• EXERCISES
- a) For the Hudi clustering post, say whether each statement agrees with the text: (i) the table is partitioned by year and month; (ii) the index type is set to SIMPLE; (iii) Hive sync is disabled. Answer each with yes or no and quote the deciding words.
- b) From the Hudi clustering post, return the passage starting with "Problem Description" and going on through "messages I got.".

• SELECTED EXTRACT
++++++

Problem Description
We have a MOR table which is partitioned by yearmonth(yyyyMM). We would like to trigger async clustering after doing the compaction at the end of the day so that we can stitch together small files into larger files. Async clustering for the table is failing with object not serializable (class: org.apache.avro.generic.GenericData$Record. Below are the different approaches I tried and the error messages I got.
Hudi Config Used
"hoodie.table.name" -> hudiTableName,
"hoodie.datasource.write.keygenerator.class" -> "org.apache.hudi.keygen.ComplexKeyGenerator",
"hoodie.datasource.write.precombine.field" -> preCombineKey,
"hoodie.datasource.write.recordkey.field" -> recordKey,
"hoodie.datasource.write.operation" -> writeOperation,
"hoodie.datasource.write.row.writer.enable" -> "true",
"hoodie.datasource.write.reconcile.schema" -> "true",
"hoodie.datasource.write.partitionpath.field" -> partitionColumnName,
"hoodie.datasource.write.hive_style_partitioning" -> "true",
"hoodie.bulkinsert.sort.mode" -> "GLOBAL_SORT",
"hoodie.datasource.hive_sync.enable" -> "true",
"hoodie.datasource.hive_sync.table" -> hudiTableName,
"hoodie.datasource.hive_sync.database" -> databaseName,
"hoodie.datasource.hive_sync.partition_fields" -> partitionColumnName,
"hoodie.datasource.hive_sync.partition_extractor_class" -> "org.apache.hudi.hive.MultiPartKeysValueExtractor",
"hoodie.datasource.hive_sync.use_jdbc" -> "false",
"hoodie.combine.before.upsert" -> "true",
"hoodie.index.type" -> "BLOOM",
"spark.hadoop.parquet.avro.write-old-list-structure" -> "false"

++++++

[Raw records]

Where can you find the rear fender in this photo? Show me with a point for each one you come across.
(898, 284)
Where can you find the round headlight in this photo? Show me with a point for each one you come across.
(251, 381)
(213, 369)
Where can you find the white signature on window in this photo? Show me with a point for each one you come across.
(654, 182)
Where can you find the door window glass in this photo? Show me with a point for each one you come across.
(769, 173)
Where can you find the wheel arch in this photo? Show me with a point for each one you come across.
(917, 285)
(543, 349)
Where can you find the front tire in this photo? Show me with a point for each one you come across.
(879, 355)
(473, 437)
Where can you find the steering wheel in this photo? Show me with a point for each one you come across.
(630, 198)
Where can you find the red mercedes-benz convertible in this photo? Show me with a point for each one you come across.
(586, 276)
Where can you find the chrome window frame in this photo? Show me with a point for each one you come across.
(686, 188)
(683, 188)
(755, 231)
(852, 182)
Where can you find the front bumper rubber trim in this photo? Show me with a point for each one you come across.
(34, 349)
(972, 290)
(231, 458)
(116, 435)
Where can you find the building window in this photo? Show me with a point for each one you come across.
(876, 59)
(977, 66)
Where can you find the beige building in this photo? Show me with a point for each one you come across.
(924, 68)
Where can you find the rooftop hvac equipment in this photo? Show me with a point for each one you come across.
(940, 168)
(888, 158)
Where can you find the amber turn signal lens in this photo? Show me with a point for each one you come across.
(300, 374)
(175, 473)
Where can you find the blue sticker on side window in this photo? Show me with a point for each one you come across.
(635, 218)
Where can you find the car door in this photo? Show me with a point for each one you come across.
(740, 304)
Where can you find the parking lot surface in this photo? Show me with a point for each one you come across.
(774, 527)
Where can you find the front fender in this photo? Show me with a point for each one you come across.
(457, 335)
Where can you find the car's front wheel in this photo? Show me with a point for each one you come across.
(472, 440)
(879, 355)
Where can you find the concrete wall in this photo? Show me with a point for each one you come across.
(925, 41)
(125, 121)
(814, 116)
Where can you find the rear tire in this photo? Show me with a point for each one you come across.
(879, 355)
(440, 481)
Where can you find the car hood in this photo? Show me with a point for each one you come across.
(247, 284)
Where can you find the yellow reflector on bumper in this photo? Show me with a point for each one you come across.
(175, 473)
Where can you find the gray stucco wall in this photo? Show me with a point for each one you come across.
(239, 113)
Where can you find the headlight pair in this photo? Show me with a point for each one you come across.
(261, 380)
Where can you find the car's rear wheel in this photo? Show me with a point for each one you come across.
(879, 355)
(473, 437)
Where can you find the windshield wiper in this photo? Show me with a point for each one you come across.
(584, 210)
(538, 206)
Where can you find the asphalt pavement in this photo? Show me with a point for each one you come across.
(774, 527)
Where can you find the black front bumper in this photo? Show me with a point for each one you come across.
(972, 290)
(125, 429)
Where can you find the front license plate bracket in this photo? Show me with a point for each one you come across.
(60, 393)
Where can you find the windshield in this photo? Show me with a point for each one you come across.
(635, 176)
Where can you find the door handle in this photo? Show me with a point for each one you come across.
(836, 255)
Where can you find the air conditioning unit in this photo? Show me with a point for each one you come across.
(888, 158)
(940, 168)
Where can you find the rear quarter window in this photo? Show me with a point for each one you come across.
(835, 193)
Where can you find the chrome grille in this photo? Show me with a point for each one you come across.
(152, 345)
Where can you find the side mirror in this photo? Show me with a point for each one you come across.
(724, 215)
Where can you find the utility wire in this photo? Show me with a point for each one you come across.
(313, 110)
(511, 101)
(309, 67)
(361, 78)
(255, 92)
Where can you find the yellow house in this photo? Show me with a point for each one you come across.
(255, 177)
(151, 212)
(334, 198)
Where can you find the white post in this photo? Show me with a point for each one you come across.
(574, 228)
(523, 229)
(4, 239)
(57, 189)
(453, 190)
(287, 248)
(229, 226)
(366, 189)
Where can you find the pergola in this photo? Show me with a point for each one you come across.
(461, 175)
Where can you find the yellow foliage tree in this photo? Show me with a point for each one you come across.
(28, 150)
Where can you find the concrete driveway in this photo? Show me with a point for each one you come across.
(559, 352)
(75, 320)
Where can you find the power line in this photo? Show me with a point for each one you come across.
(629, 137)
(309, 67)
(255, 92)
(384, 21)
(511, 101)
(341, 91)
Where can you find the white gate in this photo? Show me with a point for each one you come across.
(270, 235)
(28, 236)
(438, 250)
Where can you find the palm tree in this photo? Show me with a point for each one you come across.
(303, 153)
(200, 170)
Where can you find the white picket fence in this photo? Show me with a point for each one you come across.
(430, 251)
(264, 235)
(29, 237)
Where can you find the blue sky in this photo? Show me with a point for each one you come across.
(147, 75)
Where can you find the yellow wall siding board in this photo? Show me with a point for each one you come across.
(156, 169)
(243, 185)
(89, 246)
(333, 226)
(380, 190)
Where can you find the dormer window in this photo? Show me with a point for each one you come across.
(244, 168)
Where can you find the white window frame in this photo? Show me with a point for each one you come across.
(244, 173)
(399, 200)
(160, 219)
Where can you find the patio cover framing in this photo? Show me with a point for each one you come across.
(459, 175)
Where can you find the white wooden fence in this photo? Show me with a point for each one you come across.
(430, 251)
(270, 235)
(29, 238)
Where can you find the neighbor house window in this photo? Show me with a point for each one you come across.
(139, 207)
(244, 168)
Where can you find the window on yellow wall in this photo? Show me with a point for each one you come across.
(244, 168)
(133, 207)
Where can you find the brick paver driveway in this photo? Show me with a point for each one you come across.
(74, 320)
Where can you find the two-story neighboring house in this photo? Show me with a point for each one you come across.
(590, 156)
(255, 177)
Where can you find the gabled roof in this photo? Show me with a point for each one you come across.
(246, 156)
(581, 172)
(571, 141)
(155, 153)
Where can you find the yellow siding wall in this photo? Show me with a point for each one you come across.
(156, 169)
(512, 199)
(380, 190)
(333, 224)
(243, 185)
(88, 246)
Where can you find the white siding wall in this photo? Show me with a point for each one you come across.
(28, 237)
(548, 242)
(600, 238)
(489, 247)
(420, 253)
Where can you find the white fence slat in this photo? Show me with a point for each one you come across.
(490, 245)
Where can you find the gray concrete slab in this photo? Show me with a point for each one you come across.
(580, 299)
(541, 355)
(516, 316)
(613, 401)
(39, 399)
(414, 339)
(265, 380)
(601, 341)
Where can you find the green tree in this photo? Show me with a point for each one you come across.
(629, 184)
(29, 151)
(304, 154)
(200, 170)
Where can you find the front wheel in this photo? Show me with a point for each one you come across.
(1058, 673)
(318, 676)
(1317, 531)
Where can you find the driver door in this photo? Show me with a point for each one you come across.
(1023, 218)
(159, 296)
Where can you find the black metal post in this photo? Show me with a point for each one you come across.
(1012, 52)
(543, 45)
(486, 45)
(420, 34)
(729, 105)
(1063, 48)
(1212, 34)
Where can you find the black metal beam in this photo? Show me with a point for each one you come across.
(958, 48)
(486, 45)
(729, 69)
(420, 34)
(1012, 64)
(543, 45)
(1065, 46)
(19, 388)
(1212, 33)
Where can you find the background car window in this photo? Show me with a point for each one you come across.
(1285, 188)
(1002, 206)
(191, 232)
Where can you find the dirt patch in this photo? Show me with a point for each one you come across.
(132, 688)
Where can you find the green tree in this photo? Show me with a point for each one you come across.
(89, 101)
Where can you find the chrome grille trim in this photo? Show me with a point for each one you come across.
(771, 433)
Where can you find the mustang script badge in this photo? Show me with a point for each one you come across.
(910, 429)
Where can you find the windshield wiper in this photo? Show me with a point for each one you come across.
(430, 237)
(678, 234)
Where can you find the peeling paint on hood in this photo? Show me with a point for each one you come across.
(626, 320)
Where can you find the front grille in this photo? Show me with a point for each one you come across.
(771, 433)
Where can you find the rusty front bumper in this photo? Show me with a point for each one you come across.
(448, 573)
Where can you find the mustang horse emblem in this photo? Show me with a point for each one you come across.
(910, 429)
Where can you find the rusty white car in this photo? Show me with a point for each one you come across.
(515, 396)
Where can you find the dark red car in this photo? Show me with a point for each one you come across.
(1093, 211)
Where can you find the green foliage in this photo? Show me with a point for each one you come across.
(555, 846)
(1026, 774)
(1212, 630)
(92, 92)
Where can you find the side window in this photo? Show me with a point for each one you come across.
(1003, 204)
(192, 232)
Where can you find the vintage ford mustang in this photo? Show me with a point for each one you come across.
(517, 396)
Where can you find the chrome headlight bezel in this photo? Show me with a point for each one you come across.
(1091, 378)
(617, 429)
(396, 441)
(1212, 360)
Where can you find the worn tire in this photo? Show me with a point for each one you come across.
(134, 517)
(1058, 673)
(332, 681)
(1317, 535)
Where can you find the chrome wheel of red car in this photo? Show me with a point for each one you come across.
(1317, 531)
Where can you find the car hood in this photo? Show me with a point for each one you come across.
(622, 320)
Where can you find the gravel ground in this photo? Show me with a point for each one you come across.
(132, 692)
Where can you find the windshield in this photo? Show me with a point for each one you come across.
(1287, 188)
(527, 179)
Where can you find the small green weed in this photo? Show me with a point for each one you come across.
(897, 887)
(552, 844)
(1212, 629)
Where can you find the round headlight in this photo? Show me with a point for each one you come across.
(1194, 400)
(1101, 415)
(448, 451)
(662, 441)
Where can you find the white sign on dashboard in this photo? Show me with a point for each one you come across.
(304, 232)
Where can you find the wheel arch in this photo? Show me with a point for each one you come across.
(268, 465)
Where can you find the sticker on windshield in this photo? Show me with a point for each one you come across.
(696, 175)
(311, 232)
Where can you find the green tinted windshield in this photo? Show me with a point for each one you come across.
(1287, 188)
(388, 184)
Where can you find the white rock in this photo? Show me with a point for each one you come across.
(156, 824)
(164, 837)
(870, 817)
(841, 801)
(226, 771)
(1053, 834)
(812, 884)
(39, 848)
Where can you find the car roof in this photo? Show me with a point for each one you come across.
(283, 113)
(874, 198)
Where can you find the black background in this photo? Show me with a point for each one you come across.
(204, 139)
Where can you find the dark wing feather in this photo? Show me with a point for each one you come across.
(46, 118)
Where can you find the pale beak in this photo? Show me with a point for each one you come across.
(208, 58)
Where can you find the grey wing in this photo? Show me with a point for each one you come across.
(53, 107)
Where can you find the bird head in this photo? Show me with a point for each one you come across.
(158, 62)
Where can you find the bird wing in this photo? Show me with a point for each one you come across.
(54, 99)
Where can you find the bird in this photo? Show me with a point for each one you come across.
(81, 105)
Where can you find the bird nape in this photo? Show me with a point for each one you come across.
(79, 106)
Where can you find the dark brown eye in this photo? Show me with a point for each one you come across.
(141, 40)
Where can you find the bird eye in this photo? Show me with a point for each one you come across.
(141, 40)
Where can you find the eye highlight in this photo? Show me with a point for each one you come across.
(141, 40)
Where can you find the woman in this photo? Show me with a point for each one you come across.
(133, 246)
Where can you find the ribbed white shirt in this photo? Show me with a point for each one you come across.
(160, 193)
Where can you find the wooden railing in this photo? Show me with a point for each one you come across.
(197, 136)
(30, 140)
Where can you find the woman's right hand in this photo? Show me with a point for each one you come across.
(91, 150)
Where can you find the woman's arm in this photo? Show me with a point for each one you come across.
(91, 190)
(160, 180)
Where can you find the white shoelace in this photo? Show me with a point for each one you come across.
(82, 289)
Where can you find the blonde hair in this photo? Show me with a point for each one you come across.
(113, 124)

++++++

• EXERCISE RESPONSES
- a)
(i) Yes: "partitioned by yearmonth(yyyyMM)"
(ii) No: "hoodie.index.type" -> "BLOOM"
(iii) No: "hoodie.datasource.hive_sync.enable" -> "true"

- b)
Problem Description
We have a MOR table which is partitioned by yearmonth(yyyyMM). We would like to trigger async clustering after doing the compaction at the end of the day so that we can stitch together small files into larger files. Async clustering for the table is failing with object not serializable (class: org.apache.avro.generic.GenericData$Record. Below are the different approaches I tried and the error messages I got.